Reproduce the records below exactly, with nothing altered.
##########
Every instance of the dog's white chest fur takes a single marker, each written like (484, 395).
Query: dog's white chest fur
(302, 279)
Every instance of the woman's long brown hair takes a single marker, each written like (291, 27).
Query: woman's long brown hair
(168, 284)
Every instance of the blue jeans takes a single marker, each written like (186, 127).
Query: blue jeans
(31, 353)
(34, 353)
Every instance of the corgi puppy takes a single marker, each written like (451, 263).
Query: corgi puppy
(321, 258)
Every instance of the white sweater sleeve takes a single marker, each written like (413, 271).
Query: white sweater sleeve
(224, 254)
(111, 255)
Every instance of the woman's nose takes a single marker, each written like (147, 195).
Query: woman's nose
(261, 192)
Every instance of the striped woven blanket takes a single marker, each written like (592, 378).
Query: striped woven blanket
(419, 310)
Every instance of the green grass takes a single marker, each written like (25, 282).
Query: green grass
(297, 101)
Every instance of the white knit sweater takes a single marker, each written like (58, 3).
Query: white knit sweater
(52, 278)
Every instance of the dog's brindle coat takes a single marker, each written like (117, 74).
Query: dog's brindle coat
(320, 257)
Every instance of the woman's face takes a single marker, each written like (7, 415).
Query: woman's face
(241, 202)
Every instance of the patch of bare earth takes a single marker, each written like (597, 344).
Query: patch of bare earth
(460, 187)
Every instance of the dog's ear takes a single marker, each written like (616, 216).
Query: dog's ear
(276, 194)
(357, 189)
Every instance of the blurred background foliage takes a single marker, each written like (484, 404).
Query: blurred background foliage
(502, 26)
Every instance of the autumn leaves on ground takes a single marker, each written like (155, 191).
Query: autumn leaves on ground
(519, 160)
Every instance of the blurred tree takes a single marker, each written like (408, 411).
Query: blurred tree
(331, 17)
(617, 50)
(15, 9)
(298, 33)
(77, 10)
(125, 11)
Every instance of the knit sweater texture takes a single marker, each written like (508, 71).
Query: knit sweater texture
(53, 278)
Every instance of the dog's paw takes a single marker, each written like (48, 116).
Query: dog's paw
##########
Output for this exercise ::
Every instance of the dog's white chest fur takes a single marker, each written like (484, 395).
Query: dog's white chest fur
(302, 279)
Every instance of the woman's long brown hair takes a single marker, each written like (291, 27).
Query: woman's long brown hair
(168, 284)
Every instance of the blue jeans takes a single marker, each written like (186, 127).
Query: blue jeans
(31, 353)
(34, 353)
Every instance of the corgi puppy takes a single marker, each written like (451, 263).
Query: corgi puppy
(321, 258)
Every instance of the white sweater sleeve takes a single marker, each written like (413, 271).
Query: white sweater sleeve
(224, 254)
(111, 255)
Every instance of the woman's nose takes a single marker, each written like (147, 195).
Query: woman's nose
(261, 192)
Every instance of the striped woven blanket takes a single marker, each written like (592, 378).
Query: striped woven blanket
(419, 310)
Every instance of the green grass takes a single marker, each written like (25, 282).
Query: green grass
(297, 101)
Every instance of the white knit sweater takes a single marker, each written like (58, 3).
Query: white knit sweater
(52, 278)
Every instance of the dog's brindle coat takes a single marker, each written like (117, 74).
Query: dog's brindle coat
(320, 257)
Every instance of the woman's face takes a single marker, each written like (7, 415).
Query: woman's face
(241, 202)
Every instance of the patch of bare earth takes a single marker, each written like (597, 344).
Query: patch of bare earth
(460, 187)
Every instance of the dog's ear takes a single marker, each written like (616, 216).
Query: dog's ear
(276, 194)
(357, 189)
Every instance of the blurred background foliage takes a single marker, each written like (484, 404).
Query: blurred background foliage
(502, 26)
Every instance of the autumn leaves on ground takes a single marker, each written like (155, 191).
Query: autumn leaves on ground
(519, 160)
Every instance of the blurred tree takes a single marker, each written like (408, 411).
Query: blurred tree
(331, 17)
(617, 50)
(15, 9)
(298, 33)
(77, 10)
(125, 11)
Every instance of the knit sweater texture takes a single marker, each written like (508, 71).
Query: knit sweater texture
(53, 278)
Every instance of the dog's paw takes a single marker, each written like (48, 116).
Query: dog's paw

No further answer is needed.